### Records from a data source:
#####
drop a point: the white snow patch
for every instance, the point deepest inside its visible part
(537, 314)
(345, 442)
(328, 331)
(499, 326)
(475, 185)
#####
### Written task:
Rewrite the records above as a two-column CSV with the header columns "request" and "points", giving one row per record. Put each record's text and its answer in a single quoted field each, replacing line breaks with spaces.

### Correct result:
request,points
"drop a point: the white snow patch for every instance, the point deepest inside its visible part","(537, 314) (345, 442) (328, 331) (499, 326) (475, 185)"